**** 本文部分

トランプ氏、民主党の牙城NYでも善戦-全米で右傾化が鮮明に
(ブルームバーグ): トランプ前米大統領は、今回の選挙で自身の出身地ニューヨーク州を制することができると述べていた。実現はならなかったが、ニューヨーク州は右傾化し、トランプ氏はこの民主党の牙城をじわり切り崩しつつある。
ニューヨーク市および州の選挙管理委員会の速報データによると、開票率97%の時点で、トランプ氏はニューヨーク市で30.5%、同州では43.3%の票を獲得。共和党の大統領候補者としては少なくとも1996年以降で最高だ。民主党の地盤であるマンハッタンでさえ、ハリス副大統領は民主党の大統領候補としては2000年のアル・ゴア氏以来の低い得票数にとどまった。
この変化は、米国の都市や郊外、地方で共和党支持が強まったことを反映しており、トランプ氏返り咲きの原動力となった。物価上昇や不法移民急増の悪影響といった有権者の懸念が勢い付かせた。

********

- [課題内容]:
ニューヨーク州の右傾化を報じた記事を、最後の段落に続けて書き進めてもらえますか？

**** 提供資料

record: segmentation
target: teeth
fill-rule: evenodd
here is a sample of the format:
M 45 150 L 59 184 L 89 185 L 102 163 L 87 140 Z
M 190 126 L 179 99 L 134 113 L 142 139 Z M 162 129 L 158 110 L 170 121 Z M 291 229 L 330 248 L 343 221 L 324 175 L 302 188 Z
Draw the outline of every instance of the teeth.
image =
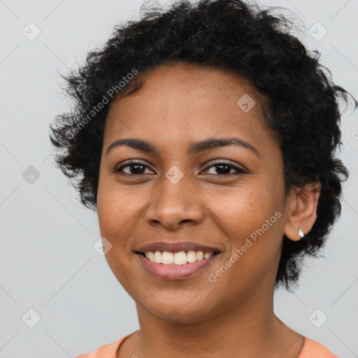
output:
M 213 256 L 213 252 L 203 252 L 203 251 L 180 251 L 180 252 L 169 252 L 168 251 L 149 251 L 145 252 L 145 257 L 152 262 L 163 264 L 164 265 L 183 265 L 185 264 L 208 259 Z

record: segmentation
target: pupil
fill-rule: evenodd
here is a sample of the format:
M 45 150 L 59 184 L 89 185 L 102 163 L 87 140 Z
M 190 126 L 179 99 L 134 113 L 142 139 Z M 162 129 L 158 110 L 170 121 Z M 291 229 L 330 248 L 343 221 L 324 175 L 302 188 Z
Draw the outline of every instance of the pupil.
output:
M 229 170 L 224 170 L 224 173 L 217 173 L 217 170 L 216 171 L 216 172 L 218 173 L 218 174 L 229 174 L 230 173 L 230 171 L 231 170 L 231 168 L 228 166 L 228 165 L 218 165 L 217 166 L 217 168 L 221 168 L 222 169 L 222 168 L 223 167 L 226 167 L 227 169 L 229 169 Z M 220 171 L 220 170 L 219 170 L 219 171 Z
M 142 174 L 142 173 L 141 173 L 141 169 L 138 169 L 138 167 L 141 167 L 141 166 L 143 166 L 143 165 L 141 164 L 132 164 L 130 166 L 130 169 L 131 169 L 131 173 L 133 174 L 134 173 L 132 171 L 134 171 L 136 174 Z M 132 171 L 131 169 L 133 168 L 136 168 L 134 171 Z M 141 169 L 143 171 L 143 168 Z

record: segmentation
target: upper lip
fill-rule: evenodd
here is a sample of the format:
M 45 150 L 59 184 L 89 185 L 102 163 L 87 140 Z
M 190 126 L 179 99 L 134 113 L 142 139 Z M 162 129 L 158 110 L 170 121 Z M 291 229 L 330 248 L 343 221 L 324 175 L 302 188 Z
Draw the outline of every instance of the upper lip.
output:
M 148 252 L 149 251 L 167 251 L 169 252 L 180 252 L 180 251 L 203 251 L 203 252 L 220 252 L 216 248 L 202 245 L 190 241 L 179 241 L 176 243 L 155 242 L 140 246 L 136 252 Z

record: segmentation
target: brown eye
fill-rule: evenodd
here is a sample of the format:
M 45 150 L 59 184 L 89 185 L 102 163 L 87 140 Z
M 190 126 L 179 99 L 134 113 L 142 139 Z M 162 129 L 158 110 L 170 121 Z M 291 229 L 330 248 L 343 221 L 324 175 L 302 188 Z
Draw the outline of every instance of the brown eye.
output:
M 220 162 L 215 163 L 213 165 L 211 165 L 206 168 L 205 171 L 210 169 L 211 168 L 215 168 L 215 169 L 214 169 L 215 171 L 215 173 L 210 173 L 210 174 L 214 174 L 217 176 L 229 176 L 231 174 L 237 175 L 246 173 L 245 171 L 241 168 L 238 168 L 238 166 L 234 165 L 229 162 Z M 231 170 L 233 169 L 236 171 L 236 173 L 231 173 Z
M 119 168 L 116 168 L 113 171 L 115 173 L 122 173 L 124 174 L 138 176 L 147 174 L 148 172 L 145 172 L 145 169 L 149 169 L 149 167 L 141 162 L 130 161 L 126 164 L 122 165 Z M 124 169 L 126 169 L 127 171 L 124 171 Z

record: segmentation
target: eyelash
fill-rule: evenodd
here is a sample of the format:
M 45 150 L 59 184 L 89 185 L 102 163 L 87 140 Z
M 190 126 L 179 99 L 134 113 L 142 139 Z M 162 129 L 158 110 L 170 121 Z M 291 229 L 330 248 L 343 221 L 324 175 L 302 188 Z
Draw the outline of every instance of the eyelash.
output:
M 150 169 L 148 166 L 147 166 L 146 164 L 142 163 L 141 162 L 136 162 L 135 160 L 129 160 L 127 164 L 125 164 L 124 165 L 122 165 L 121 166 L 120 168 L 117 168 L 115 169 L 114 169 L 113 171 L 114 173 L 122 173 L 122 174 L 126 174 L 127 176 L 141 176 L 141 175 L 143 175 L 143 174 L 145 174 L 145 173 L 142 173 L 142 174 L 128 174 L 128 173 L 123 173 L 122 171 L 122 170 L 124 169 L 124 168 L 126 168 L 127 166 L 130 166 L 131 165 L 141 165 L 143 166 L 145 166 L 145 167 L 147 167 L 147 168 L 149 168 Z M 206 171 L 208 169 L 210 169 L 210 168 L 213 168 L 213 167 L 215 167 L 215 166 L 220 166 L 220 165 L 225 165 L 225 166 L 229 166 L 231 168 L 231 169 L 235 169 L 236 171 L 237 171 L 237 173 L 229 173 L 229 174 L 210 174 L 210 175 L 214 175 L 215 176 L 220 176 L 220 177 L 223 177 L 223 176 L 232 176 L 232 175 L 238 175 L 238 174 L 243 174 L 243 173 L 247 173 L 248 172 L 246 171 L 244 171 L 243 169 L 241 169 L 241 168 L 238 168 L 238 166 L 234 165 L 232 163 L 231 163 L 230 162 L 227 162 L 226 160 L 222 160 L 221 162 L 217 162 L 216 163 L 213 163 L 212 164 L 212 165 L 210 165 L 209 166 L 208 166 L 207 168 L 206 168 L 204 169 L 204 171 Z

********

- [記述回答]:
全米ベースの出口調査によると、トランプ氏は黒人とラテン系有権者からの支持を拡大した。この2つの層はニューヨーク市の人口の約半分を占める。7日午前の時点で、トランプ氏は全米の一般投票でハリス氏に480万票の差をつけている。2016年と20年の一般投票では敗れていた。
ニューヨークでトランプ氏が善戦した背景には、新型コロナウイルスのパンデミック(世界的大流行)後の犯罪急増や、市の財源を圧迫した20万人を超える移民の流入がある。パンデミックからの回復に苦戦している間にも、国内の多くの地域と同様、ニューヨーク市民は生活費の高騰に苦しめられた。
共和党支持者が多いスタテン島にあるバー「グラント・シティ・タバーン」では、5日に大統領選挙の結果が出ると、客たちは歓声を上げた。ある男性は米国旗のカウボーイハットをかぶり、ある女性は赤、白、青のリボンで髪を後ろで結んでいた。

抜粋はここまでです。